(Pointing dataset rows)
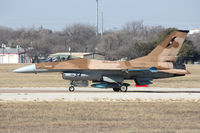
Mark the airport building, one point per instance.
(13, 55)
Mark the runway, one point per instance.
(100, 95)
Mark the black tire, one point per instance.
(71, 88)
(116, 89)
(123, 88)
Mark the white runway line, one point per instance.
(81, 94)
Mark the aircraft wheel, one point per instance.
(71, 88)
(123, 88)
(116, 89)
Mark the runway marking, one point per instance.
(91, 94)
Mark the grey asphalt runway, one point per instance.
(93, 94)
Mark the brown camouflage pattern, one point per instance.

§ DIRECTIVE: Return all of the rows above word for word, leaving out the pictures.

§ TASK ANSWER:
Mark the airport building, one point per instance.
(13, 55)
Mark the runway, one point per instance.
(100, 95)
Mark the black tire, one point per instance.
(71, 88)
(116, 89)
(123, 88)
Mark the white runway line, one point per instance.
(81, 94)
Mark the aircraft wheel, one point per instance.
(71, 88)
(123, 88)
(116, 89)
Mark the runway marking, one point per instance.
(91, 94)
Mark the grey asphalt runway, one point per instance.
(93, 94)
Mark the brown camouflage pattern, one point per instance.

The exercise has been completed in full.